• **WRITTEN INSTRUCTION**: State only the number of lines in the rows below that contain the string "laptop", matching letter case exactly.

• **GIVEN ENTRIES**:
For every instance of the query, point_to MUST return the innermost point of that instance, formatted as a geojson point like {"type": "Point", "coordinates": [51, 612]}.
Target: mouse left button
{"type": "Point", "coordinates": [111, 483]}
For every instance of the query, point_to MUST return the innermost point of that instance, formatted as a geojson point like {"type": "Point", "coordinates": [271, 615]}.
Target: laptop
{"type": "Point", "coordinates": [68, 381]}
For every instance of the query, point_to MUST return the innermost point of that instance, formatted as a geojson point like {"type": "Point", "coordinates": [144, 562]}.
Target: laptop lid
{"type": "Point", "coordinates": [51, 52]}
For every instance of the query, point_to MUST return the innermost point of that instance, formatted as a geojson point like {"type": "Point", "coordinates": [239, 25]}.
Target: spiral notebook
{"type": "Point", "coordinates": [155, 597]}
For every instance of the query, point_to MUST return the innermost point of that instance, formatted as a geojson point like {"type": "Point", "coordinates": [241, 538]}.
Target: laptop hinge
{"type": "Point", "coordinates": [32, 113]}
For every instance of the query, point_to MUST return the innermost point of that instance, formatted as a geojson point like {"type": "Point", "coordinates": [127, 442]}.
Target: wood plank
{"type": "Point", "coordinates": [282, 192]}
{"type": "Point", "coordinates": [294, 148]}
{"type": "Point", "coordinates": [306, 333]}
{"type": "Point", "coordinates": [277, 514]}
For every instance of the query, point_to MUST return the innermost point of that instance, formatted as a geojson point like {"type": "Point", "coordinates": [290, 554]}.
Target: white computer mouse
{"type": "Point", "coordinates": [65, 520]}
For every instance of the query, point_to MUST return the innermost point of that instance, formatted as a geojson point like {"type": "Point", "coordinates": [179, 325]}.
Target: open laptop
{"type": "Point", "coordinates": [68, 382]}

• **FINISHED TASK**: 4